_WHAT THE TASK ASKS_
What finished size does the mug rug tutorial give for the author's own mug rug?

_DOCUMENT EXTRACT_
I really love working on any quilt project. I love creating large intricate quilts. I love creating large simple patchwork quilts… and I love everything in between. I love them all.
There is something really magical about quick day projects though. There is so much satisfaction that comes from starting and completing a project in the same day. Maybe its because some of my large intricate quilts can take months to finish. Sometimes you just need a mental break from those projects… especially if a lot of seam ripping starts to happen.
This oversized mug rug is just the project you need when you really want to sew, but your brain doesn’t want to think. Why? Well, because, for the most part you don’t even need to take the time to measure straight lines! Making this a great project for beginner quilters and even kids.
So, let’s get started.
What you need
Would it be silly for me to say… whatever you want?
But seriously, Just grab some scrap fabric, or a few fat quarters that look nice together… Whatever….
Here is what I used.
I used four fat quarters and some leftover cream fabric I had lying around from another project.
First decide how large you want your mug rug to be. I made mine 8″x14″. You will want to cut your backing 4″ larger than you cant your mug rug to be. To give myself some extra room I cut mine 13″ by 20″.
I cut my cream accent pieces 1″ x 8″ (you want this accent piece to at least be as long as your mug rug).

(Data entries)
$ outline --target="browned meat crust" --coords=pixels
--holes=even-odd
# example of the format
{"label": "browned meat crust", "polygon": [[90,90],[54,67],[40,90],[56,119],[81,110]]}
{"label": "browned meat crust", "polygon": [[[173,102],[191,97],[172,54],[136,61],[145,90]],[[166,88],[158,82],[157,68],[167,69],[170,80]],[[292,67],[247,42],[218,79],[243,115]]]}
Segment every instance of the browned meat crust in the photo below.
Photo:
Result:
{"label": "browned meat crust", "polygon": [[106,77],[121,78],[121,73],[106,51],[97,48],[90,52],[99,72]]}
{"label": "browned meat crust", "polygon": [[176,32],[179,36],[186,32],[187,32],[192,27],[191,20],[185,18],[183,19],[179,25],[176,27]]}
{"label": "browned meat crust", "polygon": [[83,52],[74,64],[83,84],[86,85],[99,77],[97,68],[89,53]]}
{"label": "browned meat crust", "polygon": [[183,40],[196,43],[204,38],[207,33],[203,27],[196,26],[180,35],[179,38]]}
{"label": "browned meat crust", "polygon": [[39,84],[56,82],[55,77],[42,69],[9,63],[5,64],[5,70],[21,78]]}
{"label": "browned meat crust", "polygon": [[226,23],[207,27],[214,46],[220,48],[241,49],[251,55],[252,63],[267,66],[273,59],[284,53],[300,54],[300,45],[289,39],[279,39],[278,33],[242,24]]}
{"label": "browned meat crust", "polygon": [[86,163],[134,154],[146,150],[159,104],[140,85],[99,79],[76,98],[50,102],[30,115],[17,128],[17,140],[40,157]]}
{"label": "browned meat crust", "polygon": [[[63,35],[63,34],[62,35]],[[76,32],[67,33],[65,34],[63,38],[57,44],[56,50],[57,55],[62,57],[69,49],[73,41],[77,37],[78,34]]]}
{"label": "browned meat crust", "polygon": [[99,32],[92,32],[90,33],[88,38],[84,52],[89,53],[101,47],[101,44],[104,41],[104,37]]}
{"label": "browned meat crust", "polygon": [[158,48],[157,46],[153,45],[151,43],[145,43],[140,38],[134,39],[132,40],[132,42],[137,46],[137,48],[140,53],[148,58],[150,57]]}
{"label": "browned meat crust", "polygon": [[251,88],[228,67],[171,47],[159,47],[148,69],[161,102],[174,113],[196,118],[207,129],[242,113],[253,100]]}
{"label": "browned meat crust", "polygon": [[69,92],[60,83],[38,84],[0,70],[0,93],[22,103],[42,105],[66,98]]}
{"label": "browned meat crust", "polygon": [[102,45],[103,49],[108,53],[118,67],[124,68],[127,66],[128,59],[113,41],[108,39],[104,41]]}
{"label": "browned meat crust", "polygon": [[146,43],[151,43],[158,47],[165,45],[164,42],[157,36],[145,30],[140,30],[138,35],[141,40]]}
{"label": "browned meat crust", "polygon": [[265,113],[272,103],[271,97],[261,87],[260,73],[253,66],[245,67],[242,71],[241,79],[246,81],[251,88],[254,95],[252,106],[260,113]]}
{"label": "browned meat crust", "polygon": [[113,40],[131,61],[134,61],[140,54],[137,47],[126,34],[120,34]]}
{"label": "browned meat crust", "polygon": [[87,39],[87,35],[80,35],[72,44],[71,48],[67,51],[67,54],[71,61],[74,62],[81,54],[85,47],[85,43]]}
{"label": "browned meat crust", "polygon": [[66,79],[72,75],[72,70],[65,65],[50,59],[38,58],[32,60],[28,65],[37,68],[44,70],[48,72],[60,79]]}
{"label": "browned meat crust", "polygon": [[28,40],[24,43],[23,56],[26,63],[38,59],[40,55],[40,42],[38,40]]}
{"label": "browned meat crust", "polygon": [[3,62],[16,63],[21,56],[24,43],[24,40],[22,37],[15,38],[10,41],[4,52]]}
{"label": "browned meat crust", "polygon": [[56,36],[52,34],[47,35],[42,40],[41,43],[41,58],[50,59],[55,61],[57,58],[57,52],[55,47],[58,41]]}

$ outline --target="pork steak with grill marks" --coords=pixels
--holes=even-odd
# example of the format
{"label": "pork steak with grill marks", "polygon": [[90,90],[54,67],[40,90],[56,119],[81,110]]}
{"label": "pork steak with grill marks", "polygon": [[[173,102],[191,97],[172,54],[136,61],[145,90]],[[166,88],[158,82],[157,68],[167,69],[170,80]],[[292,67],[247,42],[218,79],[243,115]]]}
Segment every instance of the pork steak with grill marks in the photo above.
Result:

_RESPONSE BELOW_
8″ x 14″